--- begin ENTRIES SHOWN ---

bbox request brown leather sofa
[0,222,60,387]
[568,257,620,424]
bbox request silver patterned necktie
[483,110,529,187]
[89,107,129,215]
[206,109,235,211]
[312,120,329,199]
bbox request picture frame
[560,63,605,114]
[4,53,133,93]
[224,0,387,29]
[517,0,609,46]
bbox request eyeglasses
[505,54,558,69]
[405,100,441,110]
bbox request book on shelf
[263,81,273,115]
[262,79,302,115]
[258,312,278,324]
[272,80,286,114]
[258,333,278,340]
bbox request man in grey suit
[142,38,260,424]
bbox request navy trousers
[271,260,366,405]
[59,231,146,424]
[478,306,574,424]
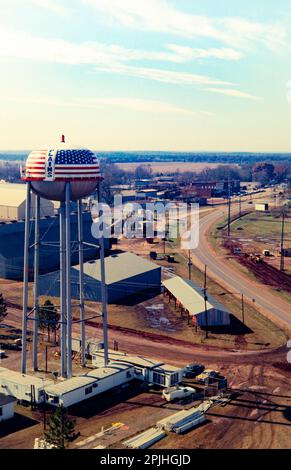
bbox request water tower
[21,136,108,378]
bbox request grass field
[116,162,237,173]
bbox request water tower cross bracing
[21,136,108,378]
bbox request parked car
[163,386,196,401]
[184,364,205,378]
[196,369,219,384]
[0,349,6,359]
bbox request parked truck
[163,385,196,401]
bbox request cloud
[205,88,263,100]
[0,29,232,86]
[0,96,214,116]
[97,64,233,86]
[77,97,204,115]
[167,44,243,62]
[27,0,70,17]
[82,0,286,49]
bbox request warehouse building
[40,253,161,304]
[0,393,16,423]
[162,276,231,327]
[0,183,54,220]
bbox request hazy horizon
[0,0,291,153]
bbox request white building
[162,276,231,327]
[92,352,184,387]
[255,203,269,212]
[0,183,55,220]
[0,367,53,403]
[45,363,134,407]
[0,393,16,423]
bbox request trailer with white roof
[0,367,53,404]
[45,363,134,407]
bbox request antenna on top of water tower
[21,135,108,377]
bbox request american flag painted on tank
[26,149,101,181]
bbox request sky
[0,0,291,152]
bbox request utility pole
[188,250,192,281]
[280,207,285,271]
[204,264,208,339]
[241,294,245,325]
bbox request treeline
[0,150,291,165]
[97,152,291,165]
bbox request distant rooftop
[162,276,230,315]
[0,393,17,406]
[73,253,161,285]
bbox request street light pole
[204,264,208,339]
[241,294,245,325]
[188,250,192,281]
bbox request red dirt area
[224,240,291,293]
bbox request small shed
[255,203,269,212]
[0,393,17,423]
[40,253,161,304]
[162,276,231,327]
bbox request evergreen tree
[44,405,76,449]
[0,294,7,322]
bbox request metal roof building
[162,276,230,326]
[40,253,161,304]
[0,183,54,220]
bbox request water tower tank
[22,136,102,201]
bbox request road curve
[192,209,291,328]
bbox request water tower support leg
[98,184,109,367]
[60,202,67,378]
[66,183,72,378]
[78,199,86,367]
[33,194,40,370]
[21,182,31,374]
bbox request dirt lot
[116,162,237,174]
[210,209,291,300]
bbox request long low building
[0,367,53,403]
[45,362,134,407]
[39,253,161,304]
[92,351,184,387]
[162,276,231,327]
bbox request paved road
[192,204,291,327]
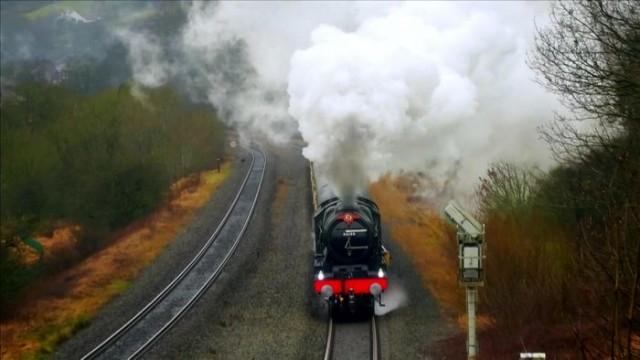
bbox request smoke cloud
[116,2,559,197]
[288,2,557,200]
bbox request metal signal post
[444,201,484,359]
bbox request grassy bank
[0,84,225,310]
[0,163,232,359]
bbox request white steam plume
[119,1,559,200]
[288,2,557,200]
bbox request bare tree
[529,0,640,359]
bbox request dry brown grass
[370,177,466,322]
[0,163,231,360]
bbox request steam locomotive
[313,184,389,318]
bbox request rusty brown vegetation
[0,163,231,359]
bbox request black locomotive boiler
[313,184,389,317]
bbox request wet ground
[56,142,453,359]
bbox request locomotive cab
[314,196,388,317]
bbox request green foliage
[0,84,224,308]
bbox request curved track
[324,316,380,360]
[82,149,267,360]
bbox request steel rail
[323,316,380,360]
[324,317,333,360]
[371,315,380,360]
[82,149,267,360]
[129,148,267,359]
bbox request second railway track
[82,149,267,360]
[324,316,380,360]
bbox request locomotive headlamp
[369,283,382,296]
[444,201,484,359]
[320,285,333,299]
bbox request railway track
[82,149,267,360]
[324,316,380,360]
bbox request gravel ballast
[55,145,452,359]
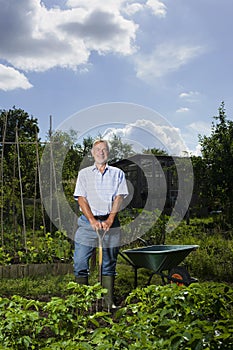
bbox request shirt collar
[92,163,109,172]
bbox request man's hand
[89,218,103,231]
[101,217,113,231]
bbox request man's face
[91,142,109,165]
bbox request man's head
[91,140,109,165]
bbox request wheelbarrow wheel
[168,266,192,286]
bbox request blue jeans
[74,215,120,277]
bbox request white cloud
[182,120,211,156]
[103,119,187,155]
[176,107,190,113]
[0,0,138,71]
[135,43,203,82]
[146,0,167,17]
[0,64,32,91]
[179,91,200,102]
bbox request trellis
[0,113,60,251]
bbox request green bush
[0,282,233,350]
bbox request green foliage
[0,282,233,350]
[199,102,233,223]
[0,231,73,265]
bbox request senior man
[74,140,128,309]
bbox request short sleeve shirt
[74,164,128,215]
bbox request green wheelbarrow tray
[121,245,199,287]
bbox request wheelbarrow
[120,245,199,288]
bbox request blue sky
[0,0,233,154]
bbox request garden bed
[0,262,73,279]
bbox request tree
[199,102,233,223]
[0,107,40,232]
[143,148,168,156]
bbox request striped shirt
[74,164,128,216]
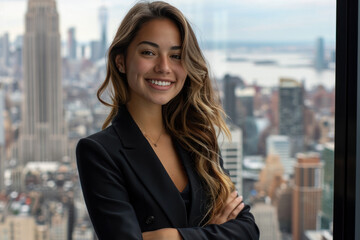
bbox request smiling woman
[115,19,187,107]
[76,2,259,240]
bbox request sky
[0,0,336,43]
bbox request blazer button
[145,216,155,225]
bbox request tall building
[321,143,334,229]
[219,125,243,195]
[279,78,305,156]
[99,6,108,58]
[3,33,10,66]
[266,135,294,176]
[314,37,326,70]
[251,203,281,240]
[0,84,5,193]
[19,0,67,165]
[292,153,323,240]
[235,87,259,156]
[67,27,77,59]
[223,74,241,124]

--- end ENTRIES SHOWN ---

● **STATED TASK**
Pick out every line of the items above that contains the word "tank". Uppercase and lowercase letters count as different.

● **FINAL RESULT**
bbox request american flag painted on tank
bbox request water tower tank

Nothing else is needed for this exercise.